• Goal of the exercise
Write out only the tail of the records, beginning at the line containing "Target: camera lens" and including the last line, exactly as written.

• Source data
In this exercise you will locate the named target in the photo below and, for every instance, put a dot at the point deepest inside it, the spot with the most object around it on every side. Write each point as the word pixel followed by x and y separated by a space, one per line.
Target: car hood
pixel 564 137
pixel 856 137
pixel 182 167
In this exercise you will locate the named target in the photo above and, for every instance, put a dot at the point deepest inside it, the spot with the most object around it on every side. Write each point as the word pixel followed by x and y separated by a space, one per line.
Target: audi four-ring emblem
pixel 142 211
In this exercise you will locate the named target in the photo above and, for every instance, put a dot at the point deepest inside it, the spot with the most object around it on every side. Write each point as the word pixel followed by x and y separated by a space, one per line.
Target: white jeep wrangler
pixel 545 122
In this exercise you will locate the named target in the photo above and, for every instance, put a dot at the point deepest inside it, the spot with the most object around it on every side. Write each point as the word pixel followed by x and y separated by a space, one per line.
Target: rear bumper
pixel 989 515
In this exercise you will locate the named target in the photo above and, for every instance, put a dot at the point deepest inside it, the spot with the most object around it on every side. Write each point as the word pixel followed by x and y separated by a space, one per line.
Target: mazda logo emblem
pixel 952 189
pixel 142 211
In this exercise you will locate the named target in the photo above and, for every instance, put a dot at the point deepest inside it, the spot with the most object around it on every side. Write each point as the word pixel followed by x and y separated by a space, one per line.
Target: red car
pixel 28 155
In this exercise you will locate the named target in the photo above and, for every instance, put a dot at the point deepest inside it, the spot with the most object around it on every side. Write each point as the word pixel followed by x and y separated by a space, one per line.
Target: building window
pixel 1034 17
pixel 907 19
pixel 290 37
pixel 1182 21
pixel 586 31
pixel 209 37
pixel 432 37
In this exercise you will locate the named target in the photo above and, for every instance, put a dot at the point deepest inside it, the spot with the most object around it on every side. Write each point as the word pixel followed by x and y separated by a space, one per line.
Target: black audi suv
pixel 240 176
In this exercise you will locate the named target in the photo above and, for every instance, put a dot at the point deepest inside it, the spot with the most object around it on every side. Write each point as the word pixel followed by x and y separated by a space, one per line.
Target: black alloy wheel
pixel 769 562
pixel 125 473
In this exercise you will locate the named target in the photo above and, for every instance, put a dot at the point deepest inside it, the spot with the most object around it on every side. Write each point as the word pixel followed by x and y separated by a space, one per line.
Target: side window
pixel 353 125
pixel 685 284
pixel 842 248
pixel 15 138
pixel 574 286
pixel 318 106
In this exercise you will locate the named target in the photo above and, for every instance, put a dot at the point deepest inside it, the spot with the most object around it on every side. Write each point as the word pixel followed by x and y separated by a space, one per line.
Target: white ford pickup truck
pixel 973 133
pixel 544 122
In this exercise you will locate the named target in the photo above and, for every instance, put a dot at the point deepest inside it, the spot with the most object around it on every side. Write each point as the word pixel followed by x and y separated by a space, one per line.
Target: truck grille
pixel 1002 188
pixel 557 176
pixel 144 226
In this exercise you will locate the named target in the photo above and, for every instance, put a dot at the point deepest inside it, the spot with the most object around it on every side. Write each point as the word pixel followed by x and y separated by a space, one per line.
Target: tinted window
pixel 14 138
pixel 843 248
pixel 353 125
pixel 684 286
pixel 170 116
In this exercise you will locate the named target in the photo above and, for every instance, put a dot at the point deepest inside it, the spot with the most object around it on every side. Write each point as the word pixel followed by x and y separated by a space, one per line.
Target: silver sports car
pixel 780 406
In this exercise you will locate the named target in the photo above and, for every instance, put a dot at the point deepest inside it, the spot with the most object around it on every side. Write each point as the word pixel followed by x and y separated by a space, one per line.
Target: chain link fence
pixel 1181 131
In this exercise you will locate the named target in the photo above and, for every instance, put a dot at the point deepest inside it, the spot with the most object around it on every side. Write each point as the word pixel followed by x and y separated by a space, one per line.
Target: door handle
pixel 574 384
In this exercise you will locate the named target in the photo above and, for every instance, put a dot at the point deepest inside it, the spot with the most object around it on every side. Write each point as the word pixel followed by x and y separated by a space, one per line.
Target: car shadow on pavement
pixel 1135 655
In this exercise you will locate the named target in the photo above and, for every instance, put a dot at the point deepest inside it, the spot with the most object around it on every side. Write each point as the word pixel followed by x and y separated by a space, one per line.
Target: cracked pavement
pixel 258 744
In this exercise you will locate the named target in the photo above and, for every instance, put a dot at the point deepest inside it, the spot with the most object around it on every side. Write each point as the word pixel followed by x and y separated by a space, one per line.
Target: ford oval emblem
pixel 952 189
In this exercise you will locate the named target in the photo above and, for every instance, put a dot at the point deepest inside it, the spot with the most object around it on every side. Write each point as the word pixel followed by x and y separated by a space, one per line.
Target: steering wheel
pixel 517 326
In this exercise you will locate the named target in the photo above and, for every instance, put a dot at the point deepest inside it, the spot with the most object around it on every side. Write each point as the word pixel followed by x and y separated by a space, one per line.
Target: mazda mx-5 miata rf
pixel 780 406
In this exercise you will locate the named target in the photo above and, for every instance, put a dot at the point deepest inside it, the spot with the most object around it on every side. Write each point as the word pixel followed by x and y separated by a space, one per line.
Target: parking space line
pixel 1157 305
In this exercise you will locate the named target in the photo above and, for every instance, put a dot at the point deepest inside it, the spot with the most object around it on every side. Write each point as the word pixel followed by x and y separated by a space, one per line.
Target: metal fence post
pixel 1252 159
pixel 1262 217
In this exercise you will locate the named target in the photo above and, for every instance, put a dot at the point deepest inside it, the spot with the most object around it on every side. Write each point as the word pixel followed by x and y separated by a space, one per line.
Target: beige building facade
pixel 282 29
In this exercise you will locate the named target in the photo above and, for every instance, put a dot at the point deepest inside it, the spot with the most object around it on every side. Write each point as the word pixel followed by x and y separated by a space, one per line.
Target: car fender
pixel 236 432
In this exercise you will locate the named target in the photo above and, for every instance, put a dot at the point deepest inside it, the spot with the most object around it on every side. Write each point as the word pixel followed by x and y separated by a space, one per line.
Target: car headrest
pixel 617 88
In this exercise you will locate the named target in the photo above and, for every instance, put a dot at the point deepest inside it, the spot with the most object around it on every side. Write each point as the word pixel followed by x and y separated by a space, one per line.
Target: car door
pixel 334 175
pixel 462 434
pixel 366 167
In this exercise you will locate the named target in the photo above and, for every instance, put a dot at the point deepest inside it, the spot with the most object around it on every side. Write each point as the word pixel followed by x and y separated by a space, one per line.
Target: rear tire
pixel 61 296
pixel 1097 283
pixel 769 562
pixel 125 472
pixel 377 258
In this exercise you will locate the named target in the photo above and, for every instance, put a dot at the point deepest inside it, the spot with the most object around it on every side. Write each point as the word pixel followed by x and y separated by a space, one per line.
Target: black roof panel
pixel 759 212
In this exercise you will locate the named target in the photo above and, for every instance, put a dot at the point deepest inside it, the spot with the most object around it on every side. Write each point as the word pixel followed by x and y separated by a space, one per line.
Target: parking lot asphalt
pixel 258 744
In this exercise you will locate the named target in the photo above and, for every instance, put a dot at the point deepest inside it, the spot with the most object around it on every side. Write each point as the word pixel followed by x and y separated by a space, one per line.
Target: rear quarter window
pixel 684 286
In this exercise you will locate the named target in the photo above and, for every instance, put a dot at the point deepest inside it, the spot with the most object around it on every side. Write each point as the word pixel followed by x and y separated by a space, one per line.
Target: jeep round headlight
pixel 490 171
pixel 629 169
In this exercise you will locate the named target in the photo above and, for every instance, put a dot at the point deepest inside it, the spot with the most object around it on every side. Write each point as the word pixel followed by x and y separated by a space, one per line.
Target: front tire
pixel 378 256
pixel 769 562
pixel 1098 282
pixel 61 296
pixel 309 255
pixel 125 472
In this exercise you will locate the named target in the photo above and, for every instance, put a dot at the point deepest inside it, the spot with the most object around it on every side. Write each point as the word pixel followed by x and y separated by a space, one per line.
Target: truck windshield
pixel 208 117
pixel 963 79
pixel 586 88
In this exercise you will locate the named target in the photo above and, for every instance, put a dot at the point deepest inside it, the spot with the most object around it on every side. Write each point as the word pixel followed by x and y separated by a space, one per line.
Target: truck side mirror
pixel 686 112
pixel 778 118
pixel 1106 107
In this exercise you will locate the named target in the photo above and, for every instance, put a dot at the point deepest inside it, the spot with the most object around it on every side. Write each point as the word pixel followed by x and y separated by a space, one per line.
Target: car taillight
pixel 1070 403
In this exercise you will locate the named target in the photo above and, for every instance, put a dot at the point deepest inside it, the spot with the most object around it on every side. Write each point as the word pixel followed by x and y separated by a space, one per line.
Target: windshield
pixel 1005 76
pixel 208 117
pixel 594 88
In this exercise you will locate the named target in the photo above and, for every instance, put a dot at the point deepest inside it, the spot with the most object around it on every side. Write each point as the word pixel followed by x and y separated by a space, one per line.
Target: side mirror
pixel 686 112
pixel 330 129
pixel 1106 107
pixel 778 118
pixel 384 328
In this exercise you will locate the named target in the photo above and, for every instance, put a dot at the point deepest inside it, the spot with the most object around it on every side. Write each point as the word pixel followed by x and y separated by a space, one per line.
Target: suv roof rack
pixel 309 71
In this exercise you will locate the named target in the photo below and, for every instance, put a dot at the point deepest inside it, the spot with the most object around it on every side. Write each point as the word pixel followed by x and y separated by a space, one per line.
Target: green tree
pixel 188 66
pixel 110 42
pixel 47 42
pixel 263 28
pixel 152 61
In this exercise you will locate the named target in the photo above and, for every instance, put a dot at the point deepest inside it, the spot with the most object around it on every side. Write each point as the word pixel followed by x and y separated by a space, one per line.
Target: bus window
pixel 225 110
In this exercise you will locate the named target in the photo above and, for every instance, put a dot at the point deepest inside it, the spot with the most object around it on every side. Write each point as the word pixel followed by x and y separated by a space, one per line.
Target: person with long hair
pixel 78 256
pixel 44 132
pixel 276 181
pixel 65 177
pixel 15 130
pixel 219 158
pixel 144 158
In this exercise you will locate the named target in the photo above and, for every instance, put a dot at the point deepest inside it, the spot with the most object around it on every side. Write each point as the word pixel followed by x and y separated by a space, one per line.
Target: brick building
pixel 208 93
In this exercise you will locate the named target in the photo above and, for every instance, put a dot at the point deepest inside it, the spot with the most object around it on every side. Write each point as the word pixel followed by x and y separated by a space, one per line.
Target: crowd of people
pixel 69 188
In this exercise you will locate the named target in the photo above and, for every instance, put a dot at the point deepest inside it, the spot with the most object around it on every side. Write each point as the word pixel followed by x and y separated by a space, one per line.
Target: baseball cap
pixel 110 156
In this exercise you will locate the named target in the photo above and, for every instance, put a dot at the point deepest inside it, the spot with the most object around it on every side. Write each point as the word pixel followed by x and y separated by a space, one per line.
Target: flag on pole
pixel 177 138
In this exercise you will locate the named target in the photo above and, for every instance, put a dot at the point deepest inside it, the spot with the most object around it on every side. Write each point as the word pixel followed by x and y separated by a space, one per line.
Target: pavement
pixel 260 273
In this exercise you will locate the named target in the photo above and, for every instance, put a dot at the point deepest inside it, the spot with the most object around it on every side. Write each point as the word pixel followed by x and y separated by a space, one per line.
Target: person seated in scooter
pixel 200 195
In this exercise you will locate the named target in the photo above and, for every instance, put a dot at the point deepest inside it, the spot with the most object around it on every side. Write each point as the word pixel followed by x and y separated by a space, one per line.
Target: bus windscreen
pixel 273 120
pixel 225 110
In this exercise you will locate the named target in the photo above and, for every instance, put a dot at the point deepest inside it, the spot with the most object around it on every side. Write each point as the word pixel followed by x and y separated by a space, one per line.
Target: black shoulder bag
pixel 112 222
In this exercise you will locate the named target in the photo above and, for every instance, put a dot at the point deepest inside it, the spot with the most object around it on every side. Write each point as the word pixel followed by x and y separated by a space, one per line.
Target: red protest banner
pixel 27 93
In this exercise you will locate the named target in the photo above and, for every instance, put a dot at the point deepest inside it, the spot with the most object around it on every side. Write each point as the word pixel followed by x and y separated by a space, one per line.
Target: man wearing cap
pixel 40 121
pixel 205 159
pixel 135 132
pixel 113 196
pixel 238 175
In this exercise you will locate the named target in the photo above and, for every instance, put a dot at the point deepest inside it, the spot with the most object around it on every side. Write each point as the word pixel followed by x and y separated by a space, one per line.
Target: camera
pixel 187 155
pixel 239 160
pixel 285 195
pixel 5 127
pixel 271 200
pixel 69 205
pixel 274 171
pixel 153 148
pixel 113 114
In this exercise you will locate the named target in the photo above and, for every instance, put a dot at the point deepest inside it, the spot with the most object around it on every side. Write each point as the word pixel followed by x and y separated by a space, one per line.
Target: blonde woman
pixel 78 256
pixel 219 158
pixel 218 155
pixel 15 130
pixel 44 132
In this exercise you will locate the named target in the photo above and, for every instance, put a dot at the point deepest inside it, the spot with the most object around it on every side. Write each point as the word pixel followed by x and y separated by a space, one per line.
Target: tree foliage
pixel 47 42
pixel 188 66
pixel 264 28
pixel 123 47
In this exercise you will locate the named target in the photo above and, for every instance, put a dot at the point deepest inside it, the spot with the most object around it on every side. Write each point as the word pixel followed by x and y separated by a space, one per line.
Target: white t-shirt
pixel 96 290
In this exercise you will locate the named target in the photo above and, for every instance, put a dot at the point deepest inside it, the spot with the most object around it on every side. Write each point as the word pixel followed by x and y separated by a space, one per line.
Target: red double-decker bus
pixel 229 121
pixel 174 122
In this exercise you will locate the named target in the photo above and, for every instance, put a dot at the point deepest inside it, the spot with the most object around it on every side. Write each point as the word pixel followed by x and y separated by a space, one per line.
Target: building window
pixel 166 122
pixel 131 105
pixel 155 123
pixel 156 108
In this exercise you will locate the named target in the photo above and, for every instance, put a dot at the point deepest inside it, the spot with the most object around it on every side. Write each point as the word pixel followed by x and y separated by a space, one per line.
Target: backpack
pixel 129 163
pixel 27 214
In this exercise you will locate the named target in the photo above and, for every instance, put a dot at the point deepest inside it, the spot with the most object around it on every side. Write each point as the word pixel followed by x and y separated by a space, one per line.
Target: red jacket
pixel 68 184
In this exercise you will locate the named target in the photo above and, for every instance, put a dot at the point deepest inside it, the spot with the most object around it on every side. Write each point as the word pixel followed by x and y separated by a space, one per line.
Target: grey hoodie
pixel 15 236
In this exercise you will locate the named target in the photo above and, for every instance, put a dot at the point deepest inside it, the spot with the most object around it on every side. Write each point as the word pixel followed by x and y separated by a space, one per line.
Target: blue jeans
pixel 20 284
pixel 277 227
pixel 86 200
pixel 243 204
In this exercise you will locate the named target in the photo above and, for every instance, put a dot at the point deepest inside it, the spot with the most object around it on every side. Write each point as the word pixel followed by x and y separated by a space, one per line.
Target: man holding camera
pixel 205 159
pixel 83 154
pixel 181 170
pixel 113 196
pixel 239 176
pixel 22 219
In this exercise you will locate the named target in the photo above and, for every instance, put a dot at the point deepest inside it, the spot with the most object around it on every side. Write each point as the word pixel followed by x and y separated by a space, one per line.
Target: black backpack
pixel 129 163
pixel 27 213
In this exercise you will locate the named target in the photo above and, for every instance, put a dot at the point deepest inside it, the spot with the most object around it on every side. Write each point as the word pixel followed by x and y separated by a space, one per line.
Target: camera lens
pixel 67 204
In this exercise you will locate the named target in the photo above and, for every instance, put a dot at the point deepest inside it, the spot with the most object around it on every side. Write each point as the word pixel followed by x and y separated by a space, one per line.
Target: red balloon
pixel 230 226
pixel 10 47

• Result
Target: camera lens
pixel 67 204
In this exercise you will locate the named target in the photo above and, for every instance, put a dot at the point deepest inside it, the spot with the most object around it on every side. Write each point as the word pixel followed by x and y separated by a space, one per line.
Target: red balloon
pixel 230 226
pixel 10 47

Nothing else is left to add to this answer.